## What this exercise asks
(1) Return the passage of the comments on CK and rhabdomyolysis from "Sorry can’t count, I" to "fluid therapy ?".
(2) Summarize the comments on CK and rhabdomyolysis in two sentences.
(3) Write what comes next in the comments on CK and rhabdomyolysis, picking up after their last words.

## Page extract

Sorry can’t count, I meant “until CK is 5 figures, maybe 6”. That is, interested at 10000, concerned at 100000,
The data is all over the place on CK. I’ve tried to present a reasonable interpretation of the literature and general consensus, but in reality this is very far from being clear. It’s possible that we over-diagonose and over-treat rhabdomyolysis.
Same here, in patient with normal renal function, I don’t care about CK level <10 000, but I admit I may be wrong.
2 questions, :
– why don't we check myoglobin serum level (routinely available in my shop) instead of CK to make the diagnosis and assess the need for fluid therapy ?
– anyone using mannitol if patient is adequatly fluid resuscitated and urine output still low?
Honestly I don’t think the data is strong enough to say if anyone is “right” or “wrong” on this. I think the chapter presents a reasonable take on the literature which seems fairly consistent with most published articles on this – but there are a *lot* of unknowns here. I am fully expecting to have to revise this chapter within the next few years based on new guidelines and/or newer evidence. 1) checking myoglobin is an interesting idea. I suppose you would need to measure the level right when the muscle damage was occurring. This isn’t available to me (and… Read more »

## Given data
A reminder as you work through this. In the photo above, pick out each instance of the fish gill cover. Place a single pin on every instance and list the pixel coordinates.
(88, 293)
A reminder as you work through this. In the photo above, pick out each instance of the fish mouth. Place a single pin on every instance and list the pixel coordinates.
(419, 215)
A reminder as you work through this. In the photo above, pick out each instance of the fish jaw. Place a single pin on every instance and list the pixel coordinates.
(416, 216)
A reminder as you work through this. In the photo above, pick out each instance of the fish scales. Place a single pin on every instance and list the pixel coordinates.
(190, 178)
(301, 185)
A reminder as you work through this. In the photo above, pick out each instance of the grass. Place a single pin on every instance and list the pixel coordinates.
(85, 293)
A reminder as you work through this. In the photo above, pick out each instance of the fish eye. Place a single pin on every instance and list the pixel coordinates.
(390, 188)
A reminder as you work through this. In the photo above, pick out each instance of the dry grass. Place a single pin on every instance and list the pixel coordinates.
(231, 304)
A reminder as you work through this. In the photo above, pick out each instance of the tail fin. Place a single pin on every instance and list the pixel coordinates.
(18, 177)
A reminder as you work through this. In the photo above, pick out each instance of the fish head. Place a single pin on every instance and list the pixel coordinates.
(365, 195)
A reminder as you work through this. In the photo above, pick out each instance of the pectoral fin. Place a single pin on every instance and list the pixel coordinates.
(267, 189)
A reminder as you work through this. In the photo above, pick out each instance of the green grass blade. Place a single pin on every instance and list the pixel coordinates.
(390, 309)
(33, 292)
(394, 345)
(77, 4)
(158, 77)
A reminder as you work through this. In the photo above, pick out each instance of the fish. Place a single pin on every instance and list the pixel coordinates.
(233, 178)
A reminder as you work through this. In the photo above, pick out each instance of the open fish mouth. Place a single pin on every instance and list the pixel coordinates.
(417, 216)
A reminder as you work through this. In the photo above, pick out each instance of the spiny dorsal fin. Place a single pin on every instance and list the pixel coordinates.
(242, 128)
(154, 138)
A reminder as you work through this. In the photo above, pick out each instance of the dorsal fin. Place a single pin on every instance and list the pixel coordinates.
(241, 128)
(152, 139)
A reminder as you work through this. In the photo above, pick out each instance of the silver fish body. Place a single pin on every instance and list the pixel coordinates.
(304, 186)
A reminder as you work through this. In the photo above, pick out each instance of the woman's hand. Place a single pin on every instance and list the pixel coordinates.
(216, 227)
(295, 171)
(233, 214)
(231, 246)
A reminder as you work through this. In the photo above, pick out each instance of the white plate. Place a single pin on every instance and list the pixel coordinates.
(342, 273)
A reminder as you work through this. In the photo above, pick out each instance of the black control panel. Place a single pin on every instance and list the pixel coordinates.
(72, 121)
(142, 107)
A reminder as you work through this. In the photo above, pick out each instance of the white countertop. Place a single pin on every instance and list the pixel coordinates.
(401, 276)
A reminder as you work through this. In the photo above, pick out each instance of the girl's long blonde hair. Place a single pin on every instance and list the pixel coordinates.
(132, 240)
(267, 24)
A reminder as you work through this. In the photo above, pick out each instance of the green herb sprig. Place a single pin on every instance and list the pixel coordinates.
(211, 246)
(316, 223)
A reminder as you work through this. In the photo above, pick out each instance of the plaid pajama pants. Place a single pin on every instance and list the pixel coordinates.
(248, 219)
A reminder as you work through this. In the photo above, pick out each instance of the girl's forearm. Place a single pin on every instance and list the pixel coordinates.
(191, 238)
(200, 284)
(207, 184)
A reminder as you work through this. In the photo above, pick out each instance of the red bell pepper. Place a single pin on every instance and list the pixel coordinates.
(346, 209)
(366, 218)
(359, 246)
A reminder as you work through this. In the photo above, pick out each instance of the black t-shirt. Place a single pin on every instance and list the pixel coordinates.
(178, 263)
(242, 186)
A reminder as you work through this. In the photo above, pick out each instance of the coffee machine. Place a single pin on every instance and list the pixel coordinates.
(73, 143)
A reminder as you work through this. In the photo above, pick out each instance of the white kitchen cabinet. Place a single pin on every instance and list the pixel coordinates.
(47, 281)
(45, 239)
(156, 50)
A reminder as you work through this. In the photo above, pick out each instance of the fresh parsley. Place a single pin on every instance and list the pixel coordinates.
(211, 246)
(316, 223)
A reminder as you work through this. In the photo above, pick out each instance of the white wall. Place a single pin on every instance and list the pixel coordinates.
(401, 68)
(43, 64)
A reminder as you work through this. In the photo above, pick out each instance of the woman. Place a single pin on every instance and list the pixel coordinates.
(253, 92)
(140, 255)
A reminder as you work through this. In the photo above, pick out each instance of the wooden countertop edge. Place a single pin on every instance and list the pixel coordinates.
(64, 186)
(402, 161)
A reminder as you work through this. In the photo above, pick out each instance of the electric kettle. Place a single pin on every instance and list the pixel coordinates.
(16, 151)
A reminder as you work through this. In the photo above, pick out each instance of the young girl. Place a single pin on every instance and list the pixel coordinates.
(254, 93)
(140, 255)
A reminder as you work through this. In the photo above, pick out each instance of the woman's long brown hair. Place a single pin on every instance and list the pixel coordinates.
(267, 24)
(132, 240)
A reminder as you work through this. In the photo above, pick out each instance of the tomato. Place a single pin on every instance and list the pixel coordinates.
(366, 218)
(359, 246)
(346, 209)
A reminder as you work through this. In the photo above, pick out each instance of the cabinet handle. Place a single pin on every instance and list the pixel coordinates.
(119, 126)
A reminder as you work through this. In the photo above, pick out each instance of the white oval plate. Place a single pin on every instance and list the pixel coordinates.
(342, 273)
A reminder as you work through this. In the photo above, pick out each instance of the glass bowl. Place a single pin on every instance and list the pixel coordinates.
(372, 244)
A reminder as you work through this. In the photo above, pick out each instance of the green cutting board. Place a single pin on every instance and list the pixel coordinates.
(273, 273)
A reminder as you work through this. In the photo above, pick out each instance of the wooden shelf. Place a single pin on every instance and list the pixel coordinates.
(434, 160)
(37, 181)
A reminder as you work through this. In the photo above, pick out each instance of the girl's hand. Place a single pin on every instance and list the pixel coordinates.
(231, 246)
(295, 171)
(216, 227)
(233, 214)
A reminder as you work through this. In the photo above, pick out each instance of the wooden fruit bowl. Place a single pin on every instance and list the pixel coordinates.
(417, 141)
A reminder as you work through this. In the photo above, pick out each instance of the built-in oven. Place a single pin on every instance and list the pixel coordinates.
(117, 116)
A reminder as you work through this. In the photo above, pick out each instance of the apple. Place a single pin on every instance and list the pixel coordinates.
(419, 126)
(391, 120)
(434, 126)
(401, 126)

## Answers provided
(1)
Sorry can’t count, I meant “until CK is 5 figures, maybe 6”. That is, interested at 10000, concerned at 100000,
The data is all over the place on CK. I’ve tried to present a reasonable interpretation of the literature and general consensus, but in reality this is very far from being clear. It’s possible that we over-diagonose and over-treat rhabdomyolysis.
Same here, in patient with normal renal function, I don’t care about CK level <10 000, but I admit I may be wrong.
2 questions, :
– why don't we check myoglobin serum level (routinely available in my shop) instead of CK to make the diagnosis and assess the need for fluid therapy ?

(2) Commenters weigh which CK level should cause worry: one is interested at 10,000 and concerned at 100,000, and another ignores levels under 10,000 in patients with normal renal function, while a third says the data on CK are unclear and rhabdomyolysis may be over-diagnosed and over-treated. Questions are raised about measuring serum myoglobin instead of CK and about using mannitol, and a reply says the evidence is too weak to call anyone right or wrong and expects the chapter to need revision within a few years.

(3)
Excellently written, very educative, but please allow me a comment for the sake of correctness. There is nothing like creatinine kinase. Instead it should read creatine kinase. Creatinine is generated spontaneously (without involvement of any enzyme) by dephosphorylation of phosphocreatine,
How suspicious should you be if the K+ is low and never increases that the hypokalemia is causative of the rhabdo? How frequently does hypoK contribute?
Wonderfully summarised.
I think scoring for age in McMahon score is written wrong here.
I’m not a doctor. I’m a mother of two children who have gotten rhabdomyolysis from viral infections at different times but similar ages presenting in similar symptoms. I have been reading as much as I can about this condition and have a question. If ck is produced from the muscles being damaged, is there a ratio to muslce mass and ck elevations. Say my 4 year old has small muscle mass, would a higher level not be an indicator of a bigger problem due to her size? If I do a body scan, and my muscle mass is 130lbs I… Read more »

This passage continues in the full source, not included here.